Your task> Please transcribe each of the rows below word for word, omitting the pictures from your answer.

Data pulled from a collection>
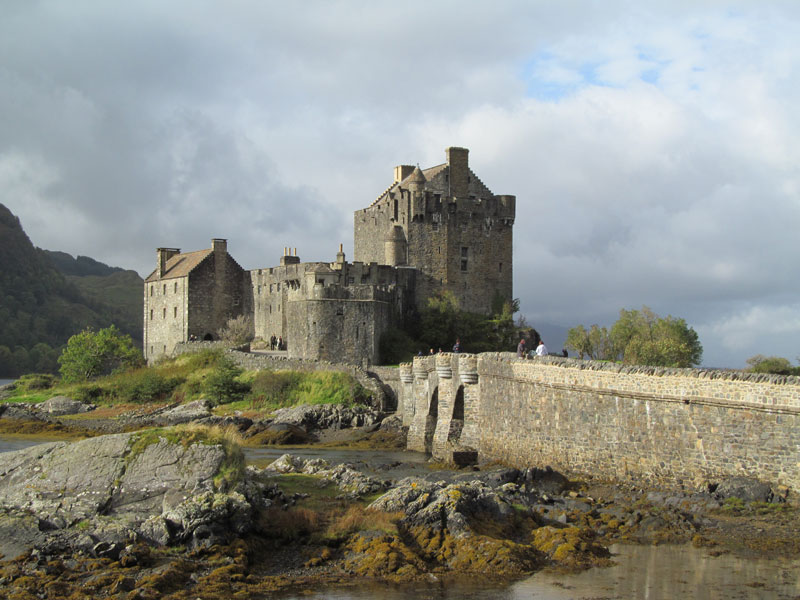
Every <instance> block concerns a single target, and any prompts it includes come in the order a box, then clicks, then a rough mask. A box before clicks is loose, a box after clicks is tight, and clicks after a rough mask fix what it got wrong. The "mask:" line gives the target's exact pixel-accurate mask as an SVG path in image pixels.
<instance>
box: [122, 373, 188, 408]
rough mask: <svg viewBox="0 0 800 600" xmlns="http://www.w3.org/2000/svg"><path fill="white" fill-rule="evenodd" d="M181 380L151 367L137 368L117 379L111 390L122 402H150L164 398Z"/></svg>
mask: <svg viewBox="0 0 800 600" xmlns="http://www.w3.org/2000/svg"><path fill="white" fill-rule="evenodd" d="M183 382H184V379H183V378H181V377H166V376H164V375H162V374H161V373H159V372H158V371H155V370H153V369H139V370H137V371H134V372H131V373H128V374H126V375H125V376H124V377H120V378H119V379H117V381H115V382H114V384H113V386H112V390H113V393H114V395H115V396H116V397H117V398H118V399H119V400H121V401H123V402H150V401H153V400H162V399H164V398H166V397H167V396H168V395H169V394H171V393H172V392H173V390H174V389H175V388H177V387H178V386H179V385H180V384H181V383H183Z"/></svg>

Reply>
Every <instance> block concerns a single target, and any prompts it includes come in the order a box, then clicks, then a rough mask. A box before clicks is loose, a box after clicks is tight, and clicks after a rough mask fix what it got wrong. The "mask:" line gives the target's exact pixel-accurate mask as an SVG path in image pixels.
<instance>
box: [122, 373, 188, 408]
rough mask: <svg viewBox="0 0 800 600" xmlns="http://www.w3.org/2000/svg"><path fill="white" fill-rule="evenodd" d="M181 380L151 367L137 368L117 379L111 390L122 402H150L164 398Z"/></svg>
mask: <svg viewBox="0 0 800 600" xmlns="http://www.w3.org/2000/svg"><path fill="white" fill-rule="evenodd" d="M183 382H184V379H183V378H181V377H166V376H164V375H162V374H161V373H159V372H158V371H155V370H153V369H139V370H137V371H134V372H131V373H128V374H126V375H125V376H124V377H120V378H119V379H117V381H115V382H114V384H113V386H112V390H113V393H114V395H115V396H116V397H117V398H118V399H119V400H121V401H123V402H150V401H153V400H162V399H164V398H166V397H167V396H168V395H169V394H171V393H172V392H173V390H174V389H175V388H177V387H178V386H179V385H180V384H181V383H183Z"/></svg>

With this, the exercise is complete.